| Data supplied |
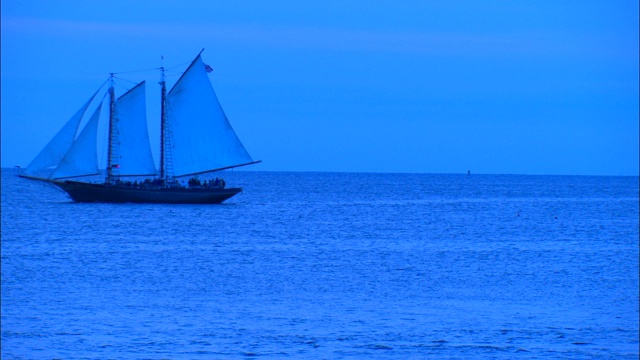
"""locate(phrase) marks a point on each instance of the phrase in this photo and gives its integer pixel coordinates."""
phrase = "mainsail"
(201, 138)
(133, 155)
(55, 150)
(82, 157)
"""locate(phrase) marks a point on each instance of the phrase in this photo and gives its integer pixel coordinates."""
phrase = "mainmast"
(163, 117)
(111, 177)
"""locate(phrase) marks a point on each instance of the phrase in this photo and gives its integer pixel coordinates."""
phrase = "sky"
(494, 87)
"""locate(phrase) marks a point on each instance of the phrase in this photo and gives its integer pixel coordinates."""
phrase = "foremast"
(112, 173)
(166, 161)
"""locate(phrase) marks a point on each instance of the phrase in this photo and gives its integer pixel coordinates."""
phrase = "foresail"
(133, 156)
(202, 138)
(54, 151)
(82, 157)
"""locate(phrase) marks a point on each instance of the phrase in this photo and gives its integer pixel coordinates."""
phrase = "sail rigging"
(196, 138)
(133, 155)
(82, 157)
(55, 150)
(201, 137)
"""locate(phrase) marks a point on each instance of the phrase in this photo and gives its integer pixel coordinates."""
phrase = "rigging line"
(151, 69)
(132, 71)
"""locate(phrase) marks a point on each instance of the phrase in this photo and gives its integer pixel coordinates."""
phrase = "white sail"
(82, 157)
(133, 155)
(201, 138)
(54, 151)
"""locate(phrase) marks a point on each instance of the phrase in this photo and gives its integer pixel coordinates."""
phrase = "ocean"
(327, 266)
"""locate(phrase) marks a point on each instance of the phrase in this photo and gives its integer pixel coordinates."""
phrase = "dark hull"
(86, 192)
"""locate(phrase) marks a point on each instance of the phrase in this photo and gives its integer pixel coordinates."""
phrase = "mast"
(163, 120)
(110, 154)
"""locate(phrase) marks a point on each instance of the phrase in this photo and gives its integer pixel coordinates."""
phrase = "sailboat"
(196, 138)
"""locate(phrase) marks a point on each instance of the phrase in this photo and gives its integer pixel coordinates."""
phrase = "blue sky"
(501, 87)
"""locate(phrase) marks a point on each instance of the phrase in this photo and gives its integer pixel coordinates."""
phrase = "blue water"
(330, 266)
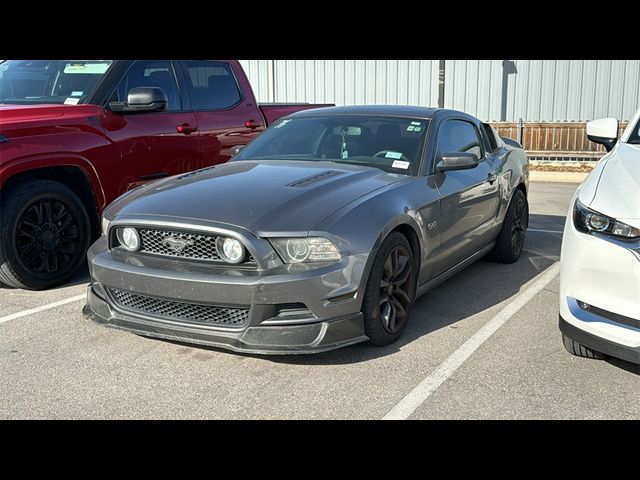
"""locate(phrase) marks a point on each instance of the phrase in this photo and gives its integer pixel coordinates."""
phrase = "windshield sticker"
(400, 164)
(94, 68)
(282, 123)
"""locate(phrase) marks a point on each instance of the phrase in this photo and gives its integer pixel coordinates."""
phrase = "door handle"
(252, 124)
(186, 128)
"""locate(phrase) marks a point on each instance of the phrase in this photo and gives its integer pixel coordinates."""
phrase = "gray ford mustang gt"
(321, 233)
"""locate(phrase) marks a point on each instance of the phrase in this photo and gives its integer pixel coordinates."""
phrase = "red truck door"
(225, 109)
(155, 144)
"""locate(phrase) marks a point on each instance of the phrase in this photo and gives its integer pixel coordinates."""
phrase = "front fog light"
(129, 238)
(230, 249)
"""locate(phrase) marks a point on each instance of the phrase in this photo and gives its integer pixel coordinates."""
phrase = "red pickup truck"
(74, 135)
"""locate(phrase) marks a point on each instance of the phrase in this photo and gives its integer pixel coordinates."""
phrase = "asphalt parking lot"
(484, 344)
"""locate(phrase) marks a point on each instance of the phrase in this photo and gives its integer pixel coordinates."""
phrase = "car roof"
(382, 110)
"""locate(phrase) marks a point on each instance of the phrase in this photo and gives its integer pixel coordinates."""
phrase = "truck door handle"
(252, 124)
(186, 128)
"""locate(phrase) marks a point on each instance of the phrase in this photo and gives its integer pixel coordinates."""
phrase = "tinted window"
(389, 143)
(458, 136)
(150, 74)
(212, 85)
(491, 137)
(50, 81)
(635, 134)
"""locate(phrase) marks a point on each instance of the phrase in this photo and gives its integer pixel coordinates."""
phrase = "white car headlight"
(590, 221)
(309, 249)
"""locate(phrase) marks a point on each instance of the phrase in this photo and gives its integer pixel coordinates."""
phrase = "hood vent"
(318, 177)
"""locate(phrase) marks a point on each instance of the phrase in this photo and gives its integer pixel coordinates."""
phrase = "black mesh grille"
(190, 312)
(194, 245)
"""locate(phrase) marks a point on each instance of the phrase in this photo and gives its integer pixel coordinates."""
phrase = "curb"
(564, 177)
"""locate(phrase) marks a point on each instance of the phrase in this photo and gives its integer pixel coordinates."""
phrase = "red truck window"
(212, 85)
(150, 74)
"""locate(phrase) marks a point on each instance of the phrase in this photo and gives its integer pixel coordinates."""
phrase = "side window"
(212, 85)
(150, 74)
(491, 137)
(458, 136)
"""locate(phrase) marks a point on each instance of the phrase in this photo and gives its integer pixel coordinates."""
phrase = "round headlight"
(230, 249)
(597, 222)
(297, 249)
(129, 238)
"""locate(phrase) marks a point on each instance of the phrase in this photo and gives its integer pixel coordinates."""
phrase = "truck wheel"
(44, 234)
(510, 240)
(579, 350)
(390, 291)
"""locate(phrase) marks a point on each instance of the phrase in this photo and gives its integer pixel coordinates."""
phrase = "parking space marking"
(426, 387)
(48, 306)
(543, 231)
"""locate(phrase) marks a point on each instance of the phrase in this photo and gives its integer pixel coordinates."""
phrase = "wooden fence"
(553, 140)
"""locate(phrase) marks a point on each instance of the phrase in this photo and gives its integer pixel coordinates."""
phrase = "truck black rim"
(396, 289)
(48, 238)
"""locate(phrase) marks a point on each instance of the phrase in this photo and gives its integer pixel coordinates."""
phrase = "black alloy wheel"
(44, 234)
(396, 289)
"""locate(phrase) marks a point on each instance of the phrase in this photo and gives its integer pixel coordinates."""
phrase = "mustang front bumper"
(288, 309)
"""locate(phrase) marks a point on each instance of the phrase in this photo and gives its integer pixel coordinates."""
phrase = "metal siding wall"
(538, 90)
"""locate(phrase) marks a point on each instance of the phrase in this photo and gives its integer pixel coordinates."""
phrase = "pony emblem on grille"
(177, 244)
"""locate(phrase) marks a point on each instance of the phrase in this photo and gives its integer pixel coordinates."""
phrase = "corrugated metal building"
(493, 90)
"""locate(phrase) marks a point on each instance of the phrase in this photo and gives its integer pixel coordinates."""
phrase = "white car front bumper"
(600, 292)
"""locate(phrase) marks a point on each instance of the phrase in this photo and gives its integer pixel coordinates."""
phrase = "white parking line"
(426, 387)
(543, 231)
(24, 313)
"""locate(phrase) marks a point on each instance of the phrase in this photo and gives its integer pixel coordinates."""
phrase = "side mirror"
(457, 161)
(142, 99)
(603, 131)
(236, 150)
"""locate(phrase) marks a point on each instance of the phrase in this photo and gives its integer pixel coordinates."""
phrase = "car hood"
(613, 188)
(268, 197)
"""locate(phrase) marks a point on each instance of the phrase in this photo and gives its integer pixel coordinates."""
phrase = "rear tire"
(579, 350)
(390, 291)
(510, 240)
(44, 234)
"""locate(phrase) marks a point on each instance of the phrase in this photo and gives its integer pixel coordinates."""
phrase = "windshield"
(29, 82)
(390, 143)
(634, 137)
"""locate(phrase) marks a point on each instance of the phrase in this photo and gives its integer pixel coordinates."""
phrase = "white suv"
(600, 258)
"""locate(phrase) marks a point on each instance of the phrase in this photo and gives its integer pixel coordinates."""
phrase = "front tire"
(390, 291)
(579, 350)
(44, 234)
(510, 240)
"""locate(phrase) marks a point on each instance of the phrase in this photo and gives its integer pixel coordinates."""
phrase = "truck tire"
(44, 234)
(510, 240)
(579, 350)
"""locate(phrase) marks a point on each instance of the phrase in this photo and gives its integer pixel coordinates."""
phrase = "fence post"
(520, 133)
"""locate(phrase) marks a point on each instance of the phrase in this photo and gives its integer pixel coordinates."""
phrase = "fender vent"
(318, 177)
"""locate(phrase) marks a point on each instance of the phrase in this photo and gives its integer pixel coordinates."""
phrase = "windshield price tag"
(400, 164)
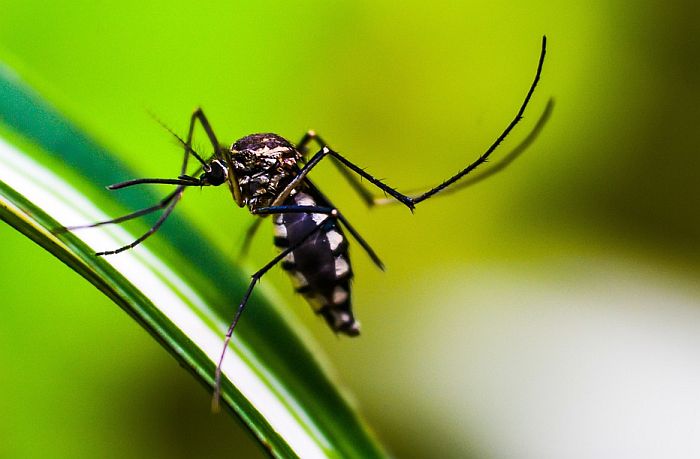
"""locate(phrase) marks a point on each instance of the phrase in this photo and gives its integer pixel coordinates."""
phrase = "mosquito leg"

| Exercise description |
Report each line of the records above that contains the string "vent", matching case exactly.

| Final answer |
phrase = "hood vent"
phrase = "fender vent"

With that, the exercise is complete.